• **Task**:
Pull out each line below that contains the word "spoon", matching its case exactly.

═════ Listed records

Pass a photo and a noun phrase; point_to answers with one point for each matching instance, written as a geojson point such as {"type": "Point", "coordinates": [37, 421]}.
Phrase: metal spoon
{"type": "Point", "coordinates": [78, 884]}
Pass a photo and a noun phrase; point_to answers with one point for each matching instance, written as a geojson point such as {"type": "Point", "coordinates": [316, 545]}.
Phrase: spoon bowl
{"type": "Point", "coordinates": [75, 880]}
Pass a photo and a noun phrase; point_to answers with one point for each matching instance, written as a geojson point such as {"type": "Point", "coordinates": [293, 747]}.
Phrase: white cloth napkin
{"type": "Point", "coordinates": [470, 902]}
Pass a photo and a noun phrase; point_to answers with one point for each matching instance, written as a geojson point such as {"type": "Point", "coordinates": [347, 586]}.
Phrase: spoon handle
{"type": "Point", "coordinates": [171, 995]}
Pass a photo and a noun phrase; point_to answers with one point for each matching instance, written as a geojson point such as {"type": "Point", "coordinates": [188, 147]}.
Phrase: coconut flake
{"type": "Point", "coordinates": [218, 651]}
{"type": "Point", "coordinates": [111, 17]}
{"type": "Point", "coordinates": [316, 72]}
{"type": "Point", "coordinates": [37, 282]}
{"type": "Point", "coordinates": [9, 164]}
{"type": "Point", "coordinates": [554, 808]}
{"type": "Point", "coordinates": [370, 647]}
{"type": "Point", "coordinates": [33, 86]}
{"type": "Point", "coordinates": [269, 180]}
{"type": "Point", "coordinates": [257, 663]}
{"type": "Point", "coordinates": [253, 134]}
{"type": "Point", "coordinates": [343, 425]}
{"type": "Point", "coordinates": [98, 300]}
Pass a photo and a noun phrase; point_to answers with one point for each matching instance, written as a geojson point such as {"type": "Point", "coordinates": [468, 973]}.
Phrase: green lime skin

══════════
═════ Listed records

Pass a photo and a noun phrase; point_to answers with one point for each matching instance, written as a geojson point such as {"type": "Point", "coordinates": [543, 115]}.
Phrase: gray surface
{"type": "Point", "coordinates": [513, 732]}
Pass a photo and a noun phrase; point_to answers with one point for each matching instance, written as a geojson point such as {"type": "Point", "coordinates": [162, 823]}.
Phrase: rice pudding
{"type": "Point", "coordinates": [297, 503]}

══════════

• **Result for this task**:
Phrase: metal spoon
Phrase: spoon bowl
Phrase: spoon handle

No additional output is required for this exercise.